(Stored items)
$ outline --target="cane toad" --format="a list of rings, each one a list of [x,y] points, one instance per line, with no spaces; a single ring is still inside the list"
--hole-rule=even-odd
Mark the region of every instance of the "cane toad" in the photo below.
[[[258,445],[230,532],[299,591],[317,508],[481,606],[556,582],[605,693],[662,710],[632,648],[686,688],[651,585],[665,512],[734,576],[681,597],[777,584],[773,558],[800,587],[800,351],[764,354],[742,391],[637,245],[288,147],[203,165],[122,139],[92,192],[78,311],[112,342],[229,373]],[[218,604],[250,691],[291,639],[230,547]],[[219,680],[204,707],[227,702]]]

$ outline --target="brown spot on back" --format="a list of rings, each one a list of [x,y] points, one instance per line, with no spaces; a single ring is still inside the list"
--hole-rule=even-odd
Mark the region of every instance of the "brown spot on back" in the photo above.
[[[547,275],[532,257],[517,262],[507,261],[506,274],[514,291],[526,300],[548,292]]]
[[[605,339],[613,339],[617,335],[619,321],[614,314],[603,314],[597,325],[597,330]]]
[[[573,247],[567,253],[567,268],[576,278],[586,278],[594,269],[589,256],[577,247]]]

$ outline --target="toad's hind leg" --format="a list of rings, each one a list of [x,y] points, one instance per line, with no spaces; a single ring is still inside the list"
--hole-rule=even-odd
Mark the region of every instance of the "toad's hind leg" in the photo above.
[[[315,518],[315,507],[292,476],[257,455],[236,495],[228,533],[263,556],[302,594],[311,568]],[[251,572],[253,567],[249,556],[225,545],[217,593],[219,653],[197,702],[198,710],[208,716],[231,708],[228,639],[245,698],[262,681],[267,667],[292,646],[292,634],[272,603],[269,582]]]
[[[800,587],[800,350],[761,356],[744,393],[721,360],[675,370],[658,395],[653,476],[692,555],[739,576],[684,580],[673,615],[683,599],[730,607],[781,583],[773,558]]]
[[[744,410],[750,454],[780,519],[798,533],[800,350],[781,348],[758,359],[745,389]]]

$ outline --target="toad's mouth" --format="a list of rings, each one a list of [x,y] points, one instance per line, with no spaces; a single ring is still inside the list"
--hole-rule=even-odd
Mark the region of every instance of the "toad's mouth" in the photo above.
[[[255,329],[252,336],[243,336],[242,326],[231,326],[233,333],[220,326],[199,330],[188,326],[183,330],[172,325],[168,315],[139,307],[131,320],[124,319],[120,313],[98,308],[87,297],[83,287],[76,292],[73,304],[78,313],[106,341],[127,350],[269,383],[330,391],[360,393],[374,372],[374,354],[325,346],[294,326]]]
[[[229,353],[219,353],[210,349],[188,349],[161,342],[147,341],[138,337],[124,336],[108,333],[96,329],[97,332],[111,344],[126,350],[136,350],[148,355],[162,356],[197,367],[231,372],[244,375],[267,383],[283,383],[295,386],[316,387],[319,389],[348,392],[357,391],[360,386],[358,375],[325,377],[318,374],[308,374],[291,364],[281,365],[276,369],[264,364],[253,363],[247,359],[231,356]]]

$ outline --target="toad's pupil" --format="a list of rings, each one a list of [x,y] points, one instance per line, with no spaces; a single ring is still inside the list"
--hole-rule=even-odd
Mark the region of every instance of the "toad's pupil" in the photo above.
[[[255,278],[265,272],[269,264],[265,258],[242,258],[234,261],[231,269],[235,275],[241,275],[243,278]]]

Your goal:
Nothing but an exact reproduction of the entries is wanted.

Response to this task:
$ outline --target="cane toad" --format="a list of rings, each one a list of [x,y] points, one instance per line, with no spaces; a single ring is still inside the list"
--hole-rule=even-odd
Mark the region of every instance of the "cane toad" in the photo below.
[[[258,445],[230,532],[299,591],[317,508],[481,606],[556,582],[605,693],[662,710],[632,648],[686,688],[651,585],[665,512],[734,576],[681,597],[777,584],[773,558],[800,587],[800,351],[764,354],[742,391],[637,245],[288,147],[203,165],[122,139],[92,192],[78,311],[112,342],[229,373]],[[218,604],[250,691],[291,639],[230,547]],[[219,680],[204,707],[227,702]]]

$ outline --target="brown spot on back" --format="a list of rings, each one a list of [x,y] points, one instance per line, with no spaces; a single ring is still inside the list"
--hole-rule=even-odd
Mark the region of every instance of the "brown spot on back" in the photo above.
[[[547,275],[532,257],[517,262],[507,261],[506,274],[514,291],[526,300],[548,292]]]
[[[605,339],[613,339],[617,335],[619,321],[614,314],[603,314],[597,325],[597,330]]]
[[[573,247],[567,253],[567,268],[576,278],[586,278],[594,269],[589,256],[577,247]]]

$ outline --target="toad's hind leg" --format="a list of rings, each one a list of [x,y] points, one instance per line, with no spaces; a single ring is still inside the list"
--hole-rule=even-odd
Mark the region of every instance of the "toad's hind leg" in the photo above.
[[[315,518],[315,507],[292,476],[257,455],[236,495],[228,533],[263,556],[302,594],[311,568]],[[251,572],[253,567],[249,556],[225,545],[217,593],[219,653],[197,702],[198,710],[208,716],[231,708],[228,639],[245,698],[262,681],[267,667],[292,646],[292,634],[272,603],[269,582]]]
[[[800,587],[800,350],[761,356],[744,393],[721,360],[675,370],[658,395],[653,476],[692,555],[739,576],[684,580],[673,615],[683,599],[730,607],[781,583],[773,558]]]
[[[744,410],[750,454],[780,519],[798,533],[800,350],[781,348],[758,359],[745,389]]]

$ outline --target="toad's mouth" --format="a list of rings, each one a list of [x,y] points, one instance per line, with no spaces; a single ring is still inside the list"
--hole-rule=even-odd
Mark the region of every instance of the "toad's mouth" in the photo above.
[[[255,329],[252,336],[243,336],[242,326],[231,326],[233,333],[220,326],[199,330],[188,326],[183,330],[172,325],[168,315],[139,307],[131,320],[124,319],[120,313],[98,308],[87,297],[83,287],[76,292],[73,304],[78,313],[106,341],[127,350],[269,383],[330,391],[360,393],[374,372],[374,354],[325,346],[294,326]]]
[[[229,353],[219,353],[210,349],[188,349],[161,342],[147,341],[138,337],[124,336],[108,333],[96,329],[97,332],[111,344],[126,350],[136,350],[148,355],[162,356],[197,367],[231,372],[244,375],[267,383],[283,383],[295,386],[316,387],[319,389],[348,392],[357,391],[360,386],[358,375],[325,377],[318,374],[308,374],[291,364],[281,365],[276,369],[264,364],[253,363],[247,359],[231,356]]]

$ outline --target="toad's pupil" --format="a list of rings, each one a list of [x,y] points, one instance per line, with no spaces; a single ring is still inside the list"
--hole-rule=even-odd
Mark the region of every instance of the "toad's pupil" in the photo above.
[[[255,278],[265,272],[269,264],[265,258],[242,258],[234,261],[231,269],[235,275],[241,275],[243,278]]]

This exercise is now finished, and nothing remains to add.